Ausgewählter Text:
# Hecht auf dem Grill



## RaEma (28. Mai 2003)

Hallo zusammen!
Heute Abend haben ich meinen ersten Hecht von dem Grill gegessen. Hat leider nicht besonders gut geschmeckt.
Kann mir jemand Möglichkeiten einer Füllung, etc sagen?
Ich danke im vorraus,

>>RaEma<<


----------



## thymallus (29. Mai 2003)

hallo,

wenn gegrillt, dann in Folie und mit Butter oder Speck und frischen Kräutern drauf.Zum Grillen ohne Fettzugabe ist der Hecht zu fettarm,d.h. er wird zu trocken und brennt leicht an.Meinem Geschmack nach wenigstens.

gruß
thymallus#h


----------



## Thomas9904 (29. Mai 2003)

Damit ein Hecht, egal ob Filet, Kotelett oder am Stück nicht zu trocken wird, muss man nur Garzeit und Temperatur beachten. 
Will heissen: Niedrige Temperatur (also beim grillen möglichst hoch hängen) und nicht zu lange garen.
Hatte ich beim letzten AB - Treffen am Edersee für 2 Kollegen gemacht, die einen massigen Hecht vom Angeln mitbrachten. 
Nur ein bisschen Salz und etwas Bier an den Fisch, in Alufolie eingeschlagen und auf den Grill gelegt.
Kommentar: "Und ich dachte immer Hecht sei trocken."
Als Füllung kann man z.B. je nach GEschmack Wurzelgemüse nehmen, das man in Butter gedünstet hat, oder auch Rattatouille (Mischgemüse aus Paprika, Zucchini, Auberginen, Zwiebel und tomaten, mit Salz, Pfefer, Knoblauch und Kräutern abgeschmeckt, in Olivenöl oder Butter gedünstet).
Das Gemüse dabei bicht zu weich dünsten, da es auf dem Grill noch etwas weitergart.


----------



## thymallus (29. Mai 2003)

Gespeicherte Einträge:

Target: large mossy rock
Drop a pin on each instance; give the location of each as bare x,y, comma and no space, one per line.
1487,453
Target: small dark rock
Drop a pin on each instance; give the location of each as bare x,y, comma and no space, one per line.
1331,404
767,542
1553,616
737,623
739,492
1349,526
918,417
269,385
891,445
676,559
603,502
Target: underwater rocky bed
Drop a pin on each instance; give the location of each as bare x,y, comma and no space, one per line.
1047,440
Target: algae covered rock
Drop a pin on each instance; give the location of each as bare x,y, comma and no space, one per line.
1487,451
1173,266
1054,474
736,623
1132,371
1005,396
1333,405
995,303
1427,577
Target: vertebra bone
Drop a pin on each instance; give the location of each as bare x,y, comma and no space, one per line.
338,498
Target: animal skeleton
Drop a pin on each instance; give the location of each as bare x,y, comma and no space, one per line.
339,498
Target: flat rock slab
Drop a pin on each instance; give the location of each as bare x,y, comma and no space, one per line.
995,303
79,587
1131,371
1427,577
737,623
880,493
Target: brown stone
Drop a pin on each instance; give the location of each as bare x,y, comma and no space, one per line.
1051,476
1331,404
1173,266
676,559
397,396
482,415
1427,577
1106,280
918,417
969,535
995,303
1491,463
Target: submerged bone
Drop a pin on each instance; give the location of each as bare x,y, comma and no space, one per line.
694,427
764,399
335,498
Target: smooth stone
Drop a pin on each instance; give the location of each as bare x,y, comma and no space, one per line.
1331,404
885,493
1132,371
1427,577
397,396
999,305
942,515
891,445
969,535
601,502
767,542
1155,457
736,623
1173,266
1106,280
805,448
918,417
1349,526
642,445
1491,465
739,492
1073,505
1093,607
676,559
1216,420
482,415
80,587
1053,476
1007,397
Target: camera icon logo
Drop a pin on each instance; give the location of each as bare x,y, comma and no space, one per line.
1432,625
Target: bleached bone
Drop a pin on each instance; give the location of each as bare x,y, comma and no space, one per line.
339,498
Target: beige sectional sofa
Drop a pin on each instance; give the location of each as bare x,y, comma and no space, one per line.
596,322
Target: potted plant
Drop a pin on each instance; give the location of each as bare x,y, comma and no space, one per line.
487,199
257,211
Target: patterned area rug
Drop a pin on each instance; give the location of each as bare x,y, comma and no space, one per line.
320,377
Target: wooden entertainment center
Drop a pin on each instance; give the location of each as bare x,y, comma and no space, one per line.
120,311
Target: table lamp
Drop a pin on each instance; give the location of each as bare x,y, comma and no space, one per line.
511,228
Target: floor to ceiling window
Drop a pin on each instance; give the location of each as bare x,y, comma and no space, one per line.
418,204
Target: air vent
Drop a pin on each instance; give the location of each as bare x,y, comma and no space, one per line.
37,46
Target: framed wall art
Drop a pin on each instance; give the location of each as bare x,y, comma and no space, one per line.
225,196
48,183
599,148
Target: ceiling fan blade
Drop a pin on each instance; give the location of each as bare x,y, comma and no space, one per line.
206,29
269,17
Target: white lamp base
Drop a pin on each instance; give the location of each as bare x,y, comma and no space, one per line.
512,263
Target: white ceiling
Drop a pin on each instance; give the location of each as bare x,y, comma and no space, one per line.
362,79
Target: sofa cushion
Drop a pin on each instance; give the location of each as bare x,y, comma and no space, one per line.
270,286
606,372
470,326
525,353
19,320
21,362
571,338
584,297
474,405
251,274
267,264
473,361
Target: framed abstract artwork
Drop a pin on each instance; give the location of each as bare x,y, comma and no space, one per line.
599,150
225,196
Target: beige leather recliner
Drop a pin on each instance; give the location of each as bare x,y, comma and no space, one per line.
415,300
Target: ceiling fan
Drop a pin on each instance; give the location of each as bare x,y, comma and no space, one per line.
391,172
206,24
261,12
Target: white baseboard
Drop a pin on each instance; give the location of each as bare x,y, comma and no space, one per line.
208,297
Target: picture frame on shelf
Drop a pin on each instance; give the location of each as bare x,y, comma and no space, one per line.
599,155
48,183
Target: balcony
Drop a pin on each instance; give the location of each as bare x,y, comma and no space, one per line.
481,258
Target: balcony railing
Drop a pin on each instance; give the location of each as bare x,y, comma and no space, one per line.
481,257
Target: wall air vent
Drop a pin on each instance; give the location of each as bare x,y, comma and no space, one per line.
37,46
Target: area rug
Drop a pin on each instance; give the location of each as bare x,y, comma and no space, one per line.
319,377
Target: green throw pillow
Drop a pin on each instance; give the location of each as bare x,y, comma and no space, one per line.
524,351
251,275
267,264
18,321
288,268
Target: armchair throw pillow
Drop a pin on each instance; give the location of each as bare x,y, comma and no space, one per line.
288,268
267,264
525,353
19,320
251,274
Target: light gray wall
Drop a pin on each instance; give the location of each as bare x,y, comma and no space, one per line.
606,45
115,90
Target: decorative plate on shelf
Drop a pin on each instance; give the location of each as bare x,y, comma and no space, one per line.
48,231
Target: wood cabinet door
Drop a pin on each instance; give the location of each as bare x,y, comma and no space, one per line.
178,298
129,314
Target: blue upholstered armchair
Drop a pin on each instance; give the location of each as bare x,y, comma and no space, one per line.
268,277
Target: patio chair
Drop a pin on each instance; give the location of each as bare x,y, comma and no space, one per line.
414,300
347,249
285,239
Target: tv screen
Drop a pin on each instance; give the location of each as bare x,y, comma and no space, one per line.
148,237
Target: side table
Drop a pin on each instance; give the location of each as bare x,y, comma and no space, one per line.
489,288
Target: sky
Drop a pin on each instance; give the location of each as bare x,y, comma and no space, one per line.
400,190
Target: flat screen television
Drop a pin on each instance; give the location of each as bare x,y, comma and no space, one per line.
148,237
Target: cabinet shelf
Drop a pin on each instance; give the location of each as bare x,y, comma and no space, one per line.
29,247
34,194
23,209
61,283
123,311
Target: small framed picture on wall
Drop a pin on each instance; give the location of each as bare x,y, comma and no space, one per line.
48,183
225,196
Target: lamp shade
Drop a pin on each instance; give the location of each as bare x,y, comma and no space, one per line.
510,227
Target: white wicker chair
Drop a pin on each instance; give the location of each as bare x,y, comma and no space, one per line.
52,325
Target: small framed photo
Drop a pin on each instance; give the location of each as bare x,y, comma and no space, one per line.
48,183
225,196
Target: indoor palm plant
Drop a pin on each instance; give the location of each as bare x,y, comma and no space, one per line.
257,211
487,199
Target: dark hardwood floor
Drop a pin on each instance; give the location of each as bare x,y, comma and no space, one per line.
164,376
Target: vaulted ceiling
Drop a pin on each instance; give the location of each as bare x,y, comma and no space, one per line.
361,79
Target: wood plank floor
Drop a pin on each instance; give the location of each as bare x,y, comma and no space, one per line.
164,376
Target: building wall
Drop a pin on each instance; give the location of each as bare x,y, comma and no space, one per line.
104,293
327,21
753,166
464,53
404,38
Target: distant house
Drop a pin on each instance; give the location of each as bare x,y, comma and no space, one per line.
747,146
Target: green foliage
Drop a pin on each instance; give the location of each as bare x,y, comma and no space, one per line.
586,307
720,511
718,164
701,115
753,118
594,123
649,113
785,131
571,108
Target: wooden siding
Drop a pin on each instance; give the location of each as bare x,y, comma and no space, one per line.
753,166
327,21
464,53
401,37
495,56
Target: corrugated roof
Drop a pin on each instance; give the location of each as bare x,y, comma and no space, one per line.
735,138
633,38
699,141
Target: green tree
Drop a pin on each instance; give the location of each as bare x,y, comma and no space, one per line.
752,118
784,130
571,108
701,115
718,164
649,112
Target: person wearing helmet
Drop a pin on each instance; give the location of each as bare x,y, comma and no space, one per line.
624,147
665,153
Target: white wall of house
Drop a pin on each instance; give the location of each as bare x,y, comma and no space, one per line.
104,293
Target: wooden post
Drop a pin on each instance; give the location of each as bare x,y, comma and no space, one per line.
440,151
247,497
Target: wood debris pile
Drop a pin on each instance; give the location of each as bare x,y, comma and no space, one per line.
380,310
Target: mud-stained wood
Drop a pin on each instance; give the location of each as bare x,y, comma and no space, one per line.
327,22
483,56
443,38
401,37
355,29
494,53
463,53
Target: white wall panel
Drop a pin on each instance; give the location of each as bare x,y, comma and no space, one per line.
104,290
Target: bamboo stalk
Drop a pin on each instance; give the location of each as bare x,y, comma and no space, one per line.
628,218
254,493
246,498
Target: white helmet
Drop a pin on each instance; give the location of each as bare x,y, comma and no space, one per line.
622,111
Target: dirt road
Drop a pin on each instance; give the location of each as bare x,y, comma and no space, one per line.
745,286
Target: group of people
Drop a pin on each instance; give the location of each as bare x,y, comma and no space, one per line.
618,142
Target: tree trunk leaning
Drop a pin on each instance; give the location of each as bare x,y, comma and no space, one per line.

Aufgaben:
[a] Womit würzte Thomas9904 laut dem Text über Hecht vom Grill den Fisch, bevor er ihn in Alufolie einschlug?
[b] Führe den Text über Hecht vom Grill im Anschluss an seine letzte Zeile weiter.
Die Auflistung wird hier nicht gebraucht.

Lösungen:
[a] Mit ein bisschen Salz und etwas Bier.

[b]
hallo,

aber ein bißchen Butter an den Hecht kommt halt fein,Thomas(vergleiche alten Spruch:"Da muß Butter bei die Fische")

gruß thymallus#h


----------



## Thomas9904 (29. Mai 2003)

Logisch "schadet" Butter (Fett grundsätzlich) nix, deswegen habe ich ja auch bei den Füllungen geschrieben, dass man das Gemüse mit Buter dünsten soll.
Aber man benötigt das Fett bei richtiger Hitze/Garzeit nicht unbedingt, das wars, was ich damit sagen wollte.


----------



## RaEma (29. Mai 2003)

Aha, da hab ich unseren Fehler auch schon gefunden. 
Wir haben den Fisch nämlich nur zehn Zentimeter über der Glut hängen lasse.
Viel Butter hatten wir aber drin.

Schon mal vielen Dank,
>>RaEma<<


----------



## Thomas9904 (29. Mai 2003)

Na prima, dann kanns mit em näxten Hecht ja besser klappen:m :m


----------



## chippog (30. Mai 2003)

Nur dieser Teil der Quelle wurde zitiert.